* [Supplied data]:
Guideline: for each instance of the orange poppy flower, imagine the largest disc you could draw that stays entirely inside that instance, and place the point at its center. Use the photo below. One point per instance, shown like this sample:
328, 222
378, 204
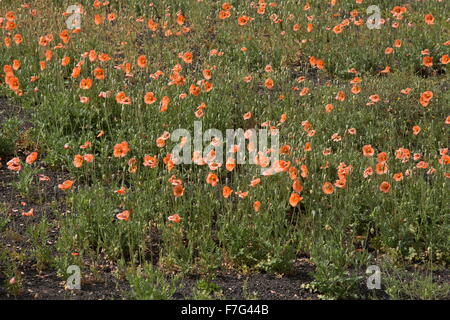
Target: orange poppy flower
150, 98
142, 61
66, 185
212, 179
368, 150
385, 187
340, 96
268, 83
297, 186
427, 61
178, 190
224, 14
328, 188
78, 161
256, 206
29, 213
32, 157
174, 218
14, 164
294, 199
226, 192
86, 84
398, 176
429, 19
243, 20
121, 149
124, 215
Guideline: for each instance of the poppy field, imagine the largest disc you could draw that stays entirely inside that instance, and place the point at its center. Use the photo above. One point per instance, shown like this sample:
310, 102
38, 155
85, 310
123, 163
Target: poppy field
348, 200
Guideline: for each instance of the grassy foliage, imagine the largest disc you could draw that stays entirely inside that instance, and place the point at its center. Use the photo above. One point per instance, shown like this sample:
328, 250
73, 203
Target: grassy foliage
332, 100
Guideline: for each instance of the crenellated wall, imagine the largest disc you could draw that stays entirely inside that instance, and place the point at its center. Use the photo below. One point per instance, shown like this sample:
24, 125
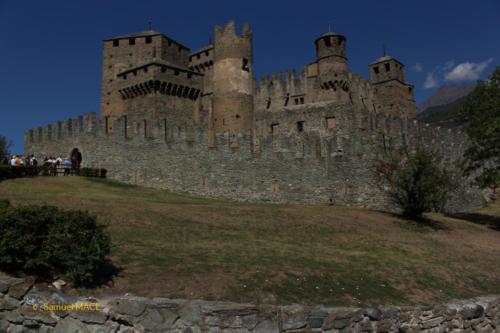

* [What is being asked]:
Reproduce all of the items above in full, requests included, offsetting every coordinate in the answers by -97 and leaving the coordinates in the requests' samples unchanged. Omit the pictures from your reproduction.

* [Final answer]:
Guideline: for each instance of the orange poppy flower, imagine the largest disc you could draw that stays entirely inside that instance, and place the point at its center. Use the photo below. One point per instance, shown like this sample:
328, 222
378, 204
Target: orange poppy flower
53, 1
45, -36
-31, 88
115, 82
271, 53
288, 90
243, -1
171, -14
200, 89
330, -36
81, 93
127, -83
231, 91
-19, 64
159, 109
-68, 116
-65, 60
77, 121
-83, 67
197, 102
129, 95
-11, -13
301, 79
332, -78
146, -77
24, 52
27, 118
Guideline: for each instance of the poppy field, imagine the largest disc you could draw that stays entirely inside that instance, and place the point at its center. Use the photo above. One point per instance, shown like this sample:
310, 102
38, 155
85, 310
123, 163
Target: poppy field
251, 103
Guideline: for each instance of the grassy foliage, imagine the largest disc you could draw that stays entirely inside that instance, and place the point at its center. Use the photo above. One point per instance, shown like this sample:
328, 250
73, 203
Target: grassy foliage
235, 3
Guideline: for each instance of the crenellated wall, imagine the largest disc you could draw that stays entirely inside that instance, and place the point at its center. Use the photo below. One point per instance, shown like this sample:
24, 125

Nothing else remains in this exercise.